_The data_
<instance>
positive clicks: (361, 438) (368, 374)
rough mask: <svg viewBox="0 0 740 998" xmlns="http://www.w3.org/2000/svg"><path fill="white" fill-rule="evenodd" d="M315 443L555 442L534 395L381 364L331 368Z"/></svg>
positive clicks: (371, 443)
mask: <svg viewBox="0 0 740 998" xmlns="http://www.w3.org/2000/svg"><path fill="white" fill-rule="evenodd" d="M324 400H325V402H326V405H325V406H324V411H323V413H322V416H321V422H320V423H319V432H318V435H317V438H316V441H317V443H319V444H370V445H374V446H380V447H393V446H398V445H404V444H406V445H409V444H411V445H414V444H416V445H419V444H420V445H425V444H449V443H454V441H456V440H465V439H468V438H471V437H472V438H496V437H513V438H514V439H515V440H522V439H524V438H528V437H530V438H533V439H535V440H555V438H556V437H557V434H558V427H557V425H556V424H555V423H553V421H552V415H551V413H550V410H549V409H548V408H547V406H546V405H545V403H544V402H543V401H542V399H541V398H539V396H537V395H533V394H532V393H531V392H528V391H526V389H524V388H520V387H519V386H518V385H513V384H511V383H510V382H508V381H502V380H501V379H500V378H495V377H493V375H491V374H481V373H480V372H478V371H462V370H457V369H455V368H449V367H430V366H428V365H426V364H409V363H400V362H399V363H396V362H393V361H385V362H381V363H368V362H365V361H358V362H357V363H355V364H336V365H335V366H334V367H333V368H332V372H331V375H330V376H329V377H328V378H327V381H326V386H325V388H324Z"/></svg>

_Work instructions_
Transcribe the listing from start to finish, exactly as given.

_Exercise result_
<instance>
positive clicks: (361, 438) (368, 374)
rough mask: <svg viewBox="0 0 740 998" xmlns="http://www.w3.org/2000/svg"><path fill="white" fill-rule="evenodd" d="M315 443L555 442L534 395L381 364L331 368Z"/></svg>
positive clicks: (371, 443)
mask: <svg viewBox="0 0 740 998" xmlns="http://www.w3.org/2000/svg"><path fill="white" fill-rule="evenodd" d="M324 400H325V402H326V405H325V406H324V411H323V413H322V416H321V422H320V423H319V432H318V435H317V438H316V441H317V443H319V444H370V445H374V446H380V447H393V446H398V445H404V444H406V445H409V444H411V445H414V444H416V445H419V444H420V445H425V444H449V443H454V441H456V440H465V439H468V438H471V437H472V438H496V437H513V438H514V439H515V440H522V439H524V438H528V437H530V438H533V439H535V440H555V438H556V437H557V434H558V427H557V425H556V424H555V423H553V421H552V415H551V413H550V410H549V409H548V408H547V406H546V405H545V403H544V402H543V401H542V399H541V398H539V396H537V395H533V394H532V393H531V392H528V391H526V389H524V388H520V387H519V386H518V385H513V384H511V383H510V382H508V381H502V380H501V379H500V378H495V377H493V375H491V374H481V373H480V372H478V371H462V370H457V369H455V368H449V367H430V366H428V365H426V364H409V363H400V362H399V363H396V362H393V361H385V362H381V363H368V362H365V361H358V362H357V363H355V364H336V365H335V366H334V367H333V368H332V372H331V375H330V376H329V377H328V378H327V381H326V386H325V388H324Z"/></svg>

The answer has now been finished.